### REQUIRED ACTION
From the entries below, copy exactly the lines from the one that contains "Query: sand" through the one that contains "like [348, 237].", both included, and only those.

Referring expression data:

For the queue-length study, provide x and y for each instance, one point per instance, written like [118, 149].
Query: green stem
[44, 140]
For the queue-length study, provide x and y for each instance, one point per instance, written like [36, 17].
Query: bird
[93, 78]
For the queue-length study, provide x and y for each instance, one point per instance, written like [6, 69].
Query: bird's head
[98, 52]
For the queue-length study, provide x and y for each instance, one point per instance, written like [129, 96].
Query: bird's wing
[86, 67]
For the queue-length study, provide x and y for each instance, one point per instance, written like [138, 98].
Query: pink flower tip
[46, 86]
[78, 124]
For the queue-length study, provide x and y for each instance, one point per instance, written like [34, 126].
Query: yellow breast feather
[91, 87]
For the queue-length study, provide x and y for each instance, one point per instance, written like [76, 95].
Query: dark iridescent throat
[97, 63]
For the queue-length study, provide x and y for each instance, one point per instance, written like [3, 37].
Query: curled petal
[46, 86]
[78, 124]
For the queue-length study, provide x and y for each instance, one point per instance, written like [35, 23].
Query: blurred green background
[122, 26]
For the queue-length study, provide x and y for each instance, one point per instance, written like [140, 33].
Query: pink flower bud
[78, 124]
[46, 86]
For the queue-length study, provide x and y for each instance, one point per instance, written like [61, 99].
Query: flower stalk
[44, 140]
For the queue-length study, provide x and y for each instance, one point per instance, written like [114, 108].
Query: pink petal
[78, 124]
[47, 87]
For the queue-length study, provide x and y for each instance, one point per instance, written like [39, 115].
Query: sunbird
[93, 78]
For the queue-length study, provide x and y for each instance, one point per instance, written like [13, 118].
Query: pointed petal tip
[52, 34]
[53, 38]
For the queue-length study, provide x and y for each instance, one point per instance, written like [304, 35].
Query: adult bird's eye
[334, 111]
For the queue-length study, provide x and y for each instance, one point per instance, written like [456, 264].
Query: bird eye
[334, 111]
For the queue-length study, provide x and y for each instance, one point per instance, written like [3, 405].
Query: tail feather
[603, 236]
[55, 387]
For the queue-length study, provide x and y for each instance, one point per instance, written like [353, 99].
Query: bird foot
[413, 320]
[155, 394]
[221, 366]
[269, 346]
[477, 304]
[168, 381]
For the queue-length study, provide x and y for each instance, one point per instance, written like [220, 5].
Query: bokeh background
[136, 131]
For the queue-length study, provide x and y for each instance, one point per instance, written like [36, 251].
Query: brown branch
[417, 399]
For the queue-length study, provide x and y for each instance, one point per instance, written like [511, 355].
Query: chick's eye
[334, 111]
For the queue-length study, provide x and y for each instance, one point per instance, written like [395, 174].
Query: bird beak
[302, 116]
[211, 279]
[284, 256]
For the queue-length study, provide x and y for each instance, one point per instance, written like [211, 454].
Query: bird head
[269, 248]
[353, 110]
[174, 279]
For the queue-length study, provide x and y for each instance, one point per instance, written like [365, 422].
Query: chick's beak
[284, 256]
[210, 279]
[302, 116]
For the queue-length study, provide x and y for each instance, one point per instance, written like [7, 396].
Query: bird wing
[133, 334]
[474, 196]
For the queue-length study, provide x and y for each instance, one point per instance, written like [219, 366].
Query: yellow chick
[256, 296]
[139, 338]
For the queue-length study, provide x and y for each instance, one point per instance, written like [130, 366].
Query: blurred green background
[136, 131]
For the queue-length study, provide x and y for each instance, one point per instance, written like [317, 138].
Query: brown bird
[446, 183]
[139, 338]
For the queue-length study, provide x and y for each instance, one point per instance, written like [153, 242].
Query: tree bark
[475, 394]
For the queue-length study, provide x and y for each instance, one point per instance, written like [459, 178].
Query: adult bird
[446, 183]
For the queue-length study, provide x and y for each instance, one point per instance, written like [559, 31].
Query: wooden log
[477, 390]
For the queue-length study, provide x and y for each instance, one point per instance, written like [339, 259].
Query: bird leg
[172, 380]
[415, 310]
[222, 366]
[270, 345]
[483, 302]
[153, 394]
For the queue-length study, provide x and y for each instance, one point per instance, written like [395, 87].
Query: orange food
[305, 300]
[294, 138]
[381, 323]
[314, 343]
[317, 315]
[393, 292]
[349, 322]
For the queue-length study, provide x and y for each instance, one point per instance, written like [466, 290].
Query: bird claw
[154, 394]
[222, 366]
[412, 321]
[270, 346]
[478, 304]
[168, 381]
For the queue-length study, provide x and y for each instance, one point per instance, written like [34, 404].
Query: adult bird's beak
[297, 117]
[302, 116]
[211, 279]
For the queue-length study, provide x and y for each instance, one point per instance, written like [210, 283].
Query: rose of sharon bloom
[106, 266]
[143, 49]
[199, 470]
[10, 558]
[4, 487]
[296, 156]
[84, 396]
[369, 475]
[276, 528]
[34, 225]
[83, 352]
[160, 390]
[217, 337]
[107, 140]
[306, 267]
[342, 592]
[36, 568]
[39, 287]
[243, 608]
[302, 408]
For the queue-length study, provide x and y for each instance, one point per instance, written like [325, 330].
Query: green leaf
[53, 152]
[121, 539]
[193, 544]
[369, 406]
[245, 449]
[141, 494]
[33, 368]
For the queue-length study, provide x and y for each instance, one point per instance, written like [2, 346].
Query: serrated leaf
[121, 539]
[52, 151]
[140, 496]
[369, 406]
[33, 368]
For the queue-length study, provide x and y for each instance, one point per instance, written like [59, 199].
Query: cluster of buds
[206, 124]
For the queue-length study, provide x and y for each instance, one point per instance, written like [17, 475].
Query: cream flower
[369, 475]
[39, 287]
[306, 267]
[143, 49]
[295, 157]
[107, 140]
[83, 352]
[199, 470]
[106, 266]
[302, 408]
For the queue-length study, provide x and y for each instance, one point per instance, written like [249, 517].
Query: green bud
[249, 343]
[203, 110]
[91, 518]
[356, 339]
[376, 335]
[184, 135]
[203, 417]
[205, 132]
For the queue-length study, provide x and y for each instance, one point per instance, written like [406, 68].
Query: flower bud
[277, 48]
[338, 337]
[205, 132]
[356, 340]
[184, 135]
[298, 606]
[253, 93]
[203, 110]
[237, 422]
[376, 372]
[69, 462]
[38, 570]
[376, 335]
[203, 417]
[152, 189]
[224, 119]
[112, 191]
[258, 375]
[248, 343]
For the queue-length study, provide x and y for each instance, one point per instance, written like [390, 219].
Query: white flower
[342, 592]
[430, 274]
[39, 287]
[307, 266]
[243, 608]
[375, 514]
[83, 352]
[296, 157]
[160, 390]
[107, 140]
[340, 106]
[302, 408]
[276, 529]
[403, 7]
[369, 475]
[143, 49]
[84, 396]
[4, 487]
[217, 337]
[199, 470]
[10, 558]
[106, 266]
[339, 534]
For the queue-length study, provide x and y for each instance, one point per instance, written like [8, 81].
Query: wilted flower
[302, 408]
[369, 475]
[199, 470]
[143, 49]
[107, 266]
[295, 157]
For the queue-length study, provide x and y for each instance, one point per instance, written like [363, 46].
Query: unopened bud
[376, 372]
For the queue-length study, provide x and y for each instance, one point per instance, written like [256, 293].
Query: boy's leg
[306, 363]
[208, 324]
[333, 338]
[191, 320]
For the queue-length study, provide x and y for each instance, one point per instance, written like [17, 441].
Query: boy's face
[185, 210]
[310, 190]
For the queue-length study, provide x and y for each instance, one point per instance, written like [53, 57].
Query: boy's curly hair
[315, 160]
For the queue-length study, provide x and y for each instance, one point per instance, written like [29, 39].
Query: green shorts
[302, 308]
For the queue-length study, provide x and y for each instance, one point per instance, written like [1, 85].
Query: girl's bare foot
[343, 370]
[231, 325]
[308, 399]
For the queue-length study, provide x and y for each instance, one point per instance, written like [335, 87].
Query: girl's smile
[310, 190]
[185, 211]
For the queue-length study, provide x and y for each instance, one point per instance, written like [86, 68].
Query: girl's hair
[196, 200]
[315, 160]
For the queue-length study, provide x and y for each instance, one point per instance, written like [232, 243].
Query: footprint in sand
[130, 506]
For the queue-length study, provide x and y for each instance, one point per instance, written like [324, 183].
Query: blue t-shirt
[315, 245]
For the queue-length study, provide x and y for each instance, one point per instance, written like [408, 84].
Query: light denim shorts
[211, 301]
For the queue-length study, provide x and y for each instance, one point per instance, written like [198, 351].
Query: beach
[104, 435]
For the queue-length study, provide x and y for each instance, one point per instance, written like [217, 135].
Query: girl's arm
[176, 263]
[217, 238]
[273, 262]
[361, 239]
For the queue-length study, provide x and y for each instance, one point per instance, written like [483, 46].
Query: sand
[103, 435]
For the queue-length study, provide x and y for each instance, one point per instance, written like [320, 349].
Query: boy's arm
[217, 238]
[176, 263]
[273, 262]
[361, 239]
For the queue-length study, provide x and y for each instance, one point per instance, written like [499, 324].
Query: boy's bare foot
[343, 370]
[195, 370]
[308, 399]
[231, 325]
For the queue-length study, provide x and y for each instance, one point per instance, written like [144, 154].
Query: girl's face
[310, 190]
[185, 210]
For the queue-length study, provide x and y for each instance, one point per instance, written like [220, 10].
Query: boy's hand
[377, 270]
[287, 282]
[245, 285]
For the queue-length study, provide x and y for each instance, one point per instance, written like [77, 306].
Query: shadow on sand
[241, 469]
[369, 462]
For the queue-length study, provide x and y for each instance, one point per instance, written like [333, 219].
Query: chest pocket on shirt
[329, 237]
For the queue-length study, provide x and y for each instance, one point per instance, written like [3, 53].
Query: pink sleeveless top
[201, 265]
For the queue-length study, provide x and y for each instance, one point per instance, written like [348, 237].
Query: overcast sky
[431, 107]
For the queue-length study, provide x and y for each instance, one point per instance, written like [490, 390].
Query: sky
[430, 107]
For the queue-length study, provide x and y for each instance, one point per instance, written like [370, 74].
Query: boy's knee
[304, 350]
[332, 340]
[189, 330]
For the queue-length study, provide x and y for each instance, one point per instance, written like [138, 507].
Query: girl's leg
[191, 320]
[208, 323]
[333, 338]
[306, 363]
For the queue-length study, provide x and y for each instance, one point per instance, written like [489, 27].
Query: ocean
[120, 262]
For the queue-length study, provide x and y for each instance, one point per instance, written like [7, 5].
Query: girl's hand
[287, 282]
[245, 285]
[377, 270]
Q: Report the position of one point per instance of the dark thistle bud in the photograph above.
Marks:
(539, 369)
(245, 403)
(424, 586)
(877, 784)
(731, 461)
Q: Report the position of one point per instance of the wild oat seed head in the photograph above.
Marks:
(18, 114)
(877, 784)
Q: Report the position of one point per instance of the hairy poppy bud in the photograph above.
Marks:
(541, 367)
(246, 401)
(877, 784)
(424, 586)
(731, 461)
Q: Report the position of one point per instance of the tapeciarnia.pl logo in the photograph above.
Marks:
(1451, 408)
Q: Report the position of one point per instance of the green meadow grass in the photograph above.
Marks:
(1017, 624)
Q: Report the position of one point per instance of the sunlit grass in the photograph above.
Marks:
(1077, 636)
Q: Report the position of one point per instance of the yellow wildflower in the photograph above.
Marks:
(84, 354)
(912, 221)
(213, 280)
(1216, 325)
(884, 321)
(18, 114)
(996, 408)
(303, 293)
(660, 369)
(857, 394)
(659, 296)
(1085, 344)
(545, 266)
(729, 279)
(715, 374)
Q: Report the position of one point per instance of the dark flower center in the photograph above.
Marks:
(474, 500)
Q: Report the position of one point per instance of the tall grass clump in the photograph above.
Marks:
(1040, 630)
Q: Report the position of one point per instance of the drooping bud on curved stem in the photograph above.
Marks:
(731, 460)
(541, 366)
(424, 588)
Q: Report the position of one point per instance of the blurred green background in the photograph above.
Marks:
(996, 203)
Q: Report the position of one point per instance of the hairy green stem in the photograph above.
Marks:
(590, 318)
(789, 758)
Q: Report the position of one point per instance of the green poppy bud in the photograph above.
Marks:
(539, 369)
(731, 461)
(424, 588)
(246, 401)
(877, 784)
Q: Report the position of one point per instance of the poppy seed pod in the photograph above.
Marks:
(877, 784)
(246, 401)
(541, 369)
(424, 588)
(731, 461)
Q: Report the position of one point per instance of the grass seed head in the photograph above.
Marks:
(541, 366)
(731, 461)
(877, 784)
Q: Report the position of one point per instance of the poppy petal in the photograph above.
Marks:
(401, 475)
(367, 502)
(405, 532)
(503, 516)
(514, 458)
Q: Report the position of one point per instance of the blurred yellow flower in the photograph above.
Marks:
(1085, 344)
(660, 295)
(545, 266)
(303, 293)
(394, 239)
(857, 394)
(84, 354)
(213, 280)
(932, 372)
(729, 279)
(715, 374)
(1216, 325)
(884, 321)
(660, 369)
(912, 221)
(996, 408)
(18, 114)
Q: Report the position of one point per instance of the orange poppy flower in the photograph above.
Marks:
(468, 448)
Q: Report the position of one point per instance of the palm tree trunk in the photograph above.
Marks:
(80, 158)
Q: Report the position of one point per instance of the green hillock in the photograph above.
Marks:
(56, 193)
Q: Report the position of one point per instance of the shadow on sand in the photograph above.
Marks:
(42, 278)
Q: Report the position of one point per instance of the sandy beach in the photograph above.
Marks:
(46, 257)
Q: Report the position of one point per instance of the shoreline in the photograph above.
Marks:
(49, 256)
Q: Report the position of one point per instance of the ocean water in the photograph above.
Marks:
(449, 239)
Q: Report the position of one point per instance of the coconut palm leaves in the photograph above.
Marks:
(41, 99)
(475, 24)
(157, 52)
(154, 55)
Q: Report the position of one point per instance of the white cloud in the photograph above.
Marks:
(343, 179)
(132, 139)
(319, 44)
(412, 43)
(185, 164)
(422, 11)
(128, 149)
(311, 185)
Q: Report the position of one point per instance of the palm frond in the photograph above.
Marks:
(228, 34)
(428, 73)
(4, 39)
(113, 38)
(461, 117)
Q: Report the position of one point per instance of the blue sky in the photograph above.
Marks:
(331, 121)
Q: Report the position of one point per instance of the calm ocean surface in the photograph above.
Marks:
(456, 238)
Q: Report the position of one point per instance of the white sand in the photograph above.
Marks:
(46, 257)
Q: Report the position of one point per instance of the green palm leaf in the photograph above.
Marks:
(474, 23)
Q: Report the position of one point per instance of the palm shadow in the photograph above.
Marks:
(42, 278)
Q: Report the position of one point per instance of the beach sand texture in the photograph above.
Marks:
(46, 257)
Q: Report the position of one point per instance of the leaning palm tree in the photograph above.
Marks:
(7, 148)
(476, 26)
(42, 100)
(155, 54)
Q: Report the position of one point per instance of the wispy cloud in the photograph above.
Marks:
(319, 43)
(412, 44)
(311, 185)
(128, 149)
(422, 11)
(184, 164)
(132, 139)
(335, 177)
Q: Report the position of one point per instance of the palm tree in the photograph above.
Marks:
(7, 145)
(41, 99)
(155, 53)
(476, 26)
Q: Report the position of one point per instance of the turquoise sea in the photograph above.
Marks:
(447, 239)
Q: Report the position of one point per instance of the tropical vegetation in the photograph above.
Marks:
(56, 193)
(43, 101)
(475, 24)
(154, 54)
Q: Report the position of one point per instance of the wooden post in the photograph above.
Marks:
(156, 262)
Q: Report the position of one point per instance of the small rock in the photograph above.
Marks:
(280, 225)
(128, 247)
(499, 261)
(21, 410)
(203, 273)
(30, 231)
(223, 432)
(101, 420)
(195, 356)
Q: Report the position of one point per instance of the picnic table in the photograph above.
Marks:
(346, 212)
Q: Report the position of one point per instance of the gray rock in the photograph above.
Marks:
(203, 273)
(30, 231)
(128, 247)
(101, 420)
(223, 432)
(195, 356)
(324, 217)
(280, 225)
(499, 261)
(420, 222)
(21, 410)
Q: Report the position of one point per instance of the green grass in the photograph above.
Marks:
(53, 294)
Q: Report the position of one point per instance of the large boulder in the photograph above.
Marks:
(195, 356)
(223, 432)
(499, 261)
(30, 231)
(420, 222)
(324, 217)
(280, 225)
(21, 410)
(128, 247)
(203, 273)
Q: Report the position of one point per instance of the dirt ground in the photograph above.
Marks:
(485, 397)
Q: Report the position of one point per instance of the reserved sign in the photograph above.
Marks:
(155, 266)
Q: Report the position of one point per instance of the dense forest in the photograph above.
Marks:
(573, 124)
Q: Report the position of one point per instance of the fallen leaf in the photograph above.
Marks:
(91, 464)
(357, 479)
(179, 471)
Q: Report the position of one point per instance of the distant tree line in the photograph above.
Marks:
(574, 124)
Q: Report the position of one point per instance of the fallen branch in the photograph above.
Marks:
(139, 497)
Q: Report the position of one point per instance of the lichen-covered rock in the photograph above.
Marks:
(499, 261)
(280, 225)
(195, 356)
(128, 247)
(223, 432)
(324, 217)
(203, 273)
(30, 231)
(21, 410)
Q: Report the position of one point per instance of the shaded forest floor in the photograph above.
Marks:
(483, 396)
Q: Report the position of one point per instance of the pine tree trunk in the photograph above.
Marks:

### EXPECTED ANSWER
Query: sand
[103, 435]
For the queue-length study, provide x and y for each instance, one point per instance, written like [320, 349].
Query: boy's arm
[217, 238]
[176, 263]
[273, 262]
[361, 239]
For the queue-length study, provide x and y for each instance, one point per instance, written like [499, 324].
Query: boy's bare foot
[343, 370]
[195, 370]
[308, 399]
[231, 325]
For the queue-length study, provide x and y for each instance, one point per instance, written like [144, 154].
Query: girl's face
[310, 190]
[185, 210]
For the queue-length study, provide x and y for each instance, one point per instance, written like [220, 10].
Query: boy's hand
[377, 270]
[287, 282]
[245, 285]
For the queue-length study, provide x and y for each instance, one point per instance, written like [77, 306].
Query: shadow on sand
[241, 469]
[369, 462]
For the queue-length study, provide x and y for each instance, one point per instance, written like [333, 219].
Query: chest pocket on shirt
[329, 237]
For the queue-length study, provide x and y for each instance, one point per instance, written like [3, 53].
Query: pink sleeveless top
[201, 265]
For the queue-length study, provide x and y for each instance, one point per instance, written like [348, 237].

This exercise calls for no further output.